- _Exercise brief_:
Continue the forum thread about getting contact details for Lowveld Lodge, picking up after its final post.

- _Document excerpt_:
# Contact for Lowveld Lodge needed



## Liz Wolf-Spada (Sep 7, 2009)

Could someone please post the current contact person and email for Lowveld Lodge. I think I need to pay my mfees so I can do an early deposit into RCI. Are there any other exchange companies that take Lowveld Lodge? DAE used to but no longer does. Thanks,
Liz


----------



## bailey (Sep 7, 2009)

Simone Sammons

simones@firstresorts.co.za


----------



## Dori (Sep 7, 2009)

Liz, I contacted Simone back in April, as I wanted to pay my 2011 MF's 2 years in advance, as I have always done.  She e-mailed me back and said to wait until December.  I don't know why, but that's what i'm doing.

Dori


----------



## cedars (Sep 19, 2009)

I have just paid and had my 2011 week spacebanked.  I needed a couple of reminder emails after payment to get my clearance code to send to RCI in SA.   It is however showing  low trading power compared to other weeks. MaryAnn


----------



## Dori (Sep 19, 2009)

Guess I'd better contact Simone  while the US $ is good.  Thanks for your post.

Dori


----------



## Liz Wolf-Spada (Sep 20, 2009)

I emailed her weeks ago and no response. Guess I should try again. Does anyone know any other exchange companies other than RCI that take Lowveld Lodge?

- _Data shown_:
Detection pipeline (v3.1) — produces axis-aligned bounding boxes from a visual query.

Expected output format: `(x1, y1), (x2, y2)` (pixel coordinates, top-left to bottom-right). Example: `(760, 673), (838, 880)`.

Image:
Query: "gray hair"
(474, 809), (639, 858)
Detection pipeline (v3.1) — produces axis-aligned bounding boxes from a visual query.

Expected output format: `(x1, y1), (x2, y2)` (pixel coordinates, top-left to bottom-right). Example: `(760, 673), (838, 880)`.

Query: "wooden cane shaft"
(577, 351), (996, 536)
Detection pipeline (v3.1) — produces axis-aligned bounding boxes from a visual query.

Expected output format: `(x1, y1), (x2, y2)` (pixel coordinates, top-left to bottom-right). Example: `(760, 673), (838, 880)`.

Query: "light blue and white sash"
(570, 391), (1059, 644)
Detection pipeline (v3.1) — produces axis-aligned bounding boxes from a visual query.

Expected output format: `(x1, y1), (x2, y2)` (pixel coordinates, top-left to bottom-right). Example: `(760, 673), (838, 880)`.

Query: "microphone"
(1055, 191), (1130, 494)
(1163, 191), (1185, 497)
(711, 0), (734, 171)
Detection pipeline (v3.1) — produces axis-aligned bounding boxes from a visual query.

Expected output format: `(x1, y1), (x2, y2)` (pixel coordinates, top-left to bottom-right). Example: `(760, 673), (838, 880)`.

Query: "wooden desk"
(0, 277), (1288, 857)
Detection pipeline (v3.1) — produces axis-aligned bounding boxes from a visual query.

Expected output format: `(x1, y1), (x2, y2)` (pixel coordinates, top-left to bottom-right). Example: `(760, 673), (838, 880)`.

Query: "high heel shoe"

- _Answer below_:
Liz


----------



## Pro (Oct 7, 2009)

I have also e-mailed Simone about 2 weeks ago wishing to pay my 2010 Lowveld Lodge levie.  Still no response from her.

Joe


----------



## Dori (Oct 9, 2009)

Cedars, how are the estimated 2011 MF's looking?  Much of an  increase over 2010?  Thanks.

Dori


----------



## Liz Wolf-Spada (Oct 9, 2009)

Me too, still no response.
Liz


----------



## cedars (Oct 14, 2009)

*Fees for 2011*

My fees for 2011 were R2232.44 or US$279.05-the bad news is their trade value seems to be a little more than half of what my previous weeks were. Cedars


----------



## Dori (Oct 15, 2009)

Thanks Cedars.  I was afraid of this. The days of SA tiger traders is long gone by now, but it was a great ride, wasn't it?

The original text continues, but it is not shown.